» Your assignment
Output the records, every one, exactly as given.

Items listed in a dataset

....................

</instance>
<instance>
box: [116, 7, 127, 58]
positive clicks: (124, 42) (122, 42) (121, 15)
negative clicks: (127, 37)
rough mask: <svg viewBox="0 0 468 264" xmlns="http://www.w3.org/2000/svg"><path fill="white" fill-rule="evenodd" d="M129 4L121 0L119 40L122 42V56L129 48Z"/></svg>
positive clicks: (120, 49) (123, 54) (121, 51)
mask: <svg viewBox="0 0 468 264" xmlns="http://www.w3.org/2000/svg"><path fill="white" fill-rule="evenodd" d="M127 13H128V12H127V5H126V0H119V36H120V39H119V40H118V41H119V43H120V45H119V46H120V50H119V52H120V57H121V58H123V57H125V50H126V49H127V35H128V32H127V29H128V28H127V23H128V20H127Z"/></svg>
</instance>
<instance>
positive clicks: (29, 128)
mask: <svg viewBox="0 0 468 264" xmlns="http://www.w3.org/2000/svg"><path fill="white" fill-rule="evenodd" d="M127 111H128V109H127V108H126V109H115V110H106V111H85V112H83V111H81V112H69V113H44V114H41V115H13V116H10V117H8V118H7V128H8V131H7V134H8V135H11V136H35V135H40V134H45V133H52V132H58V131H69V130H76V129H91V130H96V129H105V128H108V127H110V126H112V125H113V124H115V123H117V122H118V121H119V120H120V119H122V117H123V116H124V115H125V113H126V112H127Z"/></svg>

....................

» Response area
</instance>
<instance>
box: [116, 7, 127, 58]
positive clicks: (124, 42) (122, 42) (121, 15)
negative clicks: (127, 37)
rough mask: <svg viewBox="0 0 468 264" xmlns="http://www.w3.org/2000/svg"><path fill="white" fill-rule="evenodd" d="M129 4L121 0L119 40L122 42V56L129 48Z"/></svg>
positive clicks: (120, 49) (123, 54) (121, 51)
mask: <svg viewBox="0 0 468 264" xmlns="http://www.w3.org/2000/svg"><path fill="white" fill-rule="evenodd" d="M127 13H128V12H127V5H126V0H119V36H120V39H119V40H118V41H119V43H120V45H119V46H120V50H119V52H120V57H121V58H123V57H125V50H126V49H127V35H128V32H127V29H128V28H127V23H128V20H127Z"/></svg>
</instance>
<instance>
positive clicks: (29, 128)
mask: <svg viewBox="0 0 468 264" xmlns="http://www.w3.org/2000/svg"><path fill="white" fill-rule="evenodd" d="M127 111H128V109H127V108H126V109H115V110H106V111H85V112H83V111H81V112H69V113H44V114H41V115H13V116H10V117H8V118H7V128H8V131H7V134H8V135H11V136H35V135H40V134H45V133H52V132H58V131H69V130H76V129H91V130H96V129H105V128H108V127H110V126H112V125H113V124H115V123H117V122H118V121H119V120H120V119H122V117H123V116H124V115H125V113H126V112H127Z"/></svg>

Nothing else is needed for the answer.